:: Testo fornito

È morto a 87 anni Nino Benvenuti, uno dei più grandi pugili italiani di sempre. Oro olimpico a Roma nel 1960, campione del mondo tra i pesi superwelter e poi tra i medi, è stato un’icona dello sport e dello spettacolo, un simbolo dell’Italia del boom economico e della fiducia ritrovata. È scomparso a Roma, la città che lo celebrò da giovane atleta e lo accompagnò per tutta la vita pubblica. Benvenuti era nato a Isola d’Istria il 26 aprile 1938, in una terra contesa che lo costrinse a fuggire bambino con la famiglia verso Trieste, dove iniziò a costruire la sua leggenda.
Negli anni Sessanta fu un fenomeno di costume, oltre che sportivo. Bello, loquace, elegante e sicuro di sé, incarnava l’eroe nazionale perfetto: capace di vincere sul ring con intelligenza e stile, e di affascinare fuori dal ring con la sua presenza carismatica. I suoi match al Madison Square Garden di New York contro Emile Griffith, seguiti in piena notte da milioni di italiani, lo trasformarono anche nell’idolo degli emigrati, in un simbolo dell’Italia che voleva farsi rispettare nel mondo. «Nessun campione piace come Nino», scrisse allora la rivista Life.

::::

Consegna: Traduci in inglese la frase «Negli anni Sessanta fu un fenomeno di costume, oltre che sportivo.», tratta dal testo su Nino Benvenuti. Le righe riportate qui non hanno alcun legame con il testo su Nino Benvenuti.

:: Estratto dati

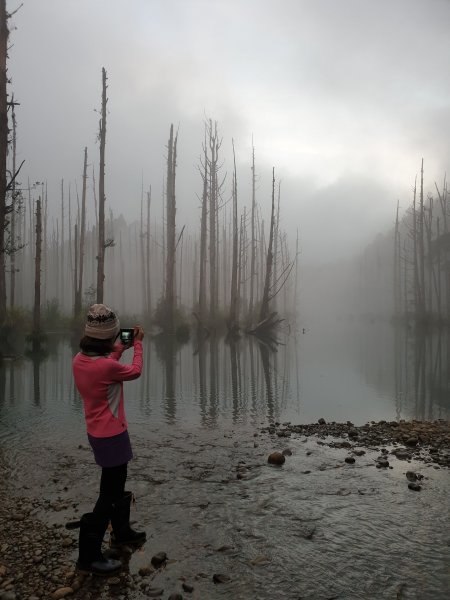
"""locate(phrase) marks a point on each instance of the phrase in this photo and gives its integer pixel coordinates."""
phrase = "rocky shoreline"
(37, 558)
(425, 441)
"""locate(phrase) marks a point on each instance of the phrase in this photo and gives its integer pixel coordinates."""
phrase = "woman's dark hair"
(96, 346)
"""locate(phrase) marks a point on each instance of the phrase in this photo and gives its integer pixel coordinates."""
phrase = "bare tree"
(3, 152)
(79, 283)
(101, 196)
(233, 325)
(37, 278)
(169, 297)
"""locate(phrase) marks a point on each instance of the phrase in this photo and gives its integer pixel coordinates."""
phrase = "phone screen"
(126, 336)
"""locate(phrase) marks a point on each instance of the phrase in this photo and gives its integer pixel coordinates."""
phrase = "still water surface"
(193, 416)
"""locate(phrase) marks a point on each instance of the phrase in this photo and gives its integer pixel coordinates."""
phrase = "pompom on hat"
(101, 323)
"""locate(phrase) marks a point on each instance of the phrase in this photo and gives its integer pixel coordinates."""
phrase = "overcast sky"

::::

Risultato: In the 1960s he was a cultural phenomenon as well as a sporting one.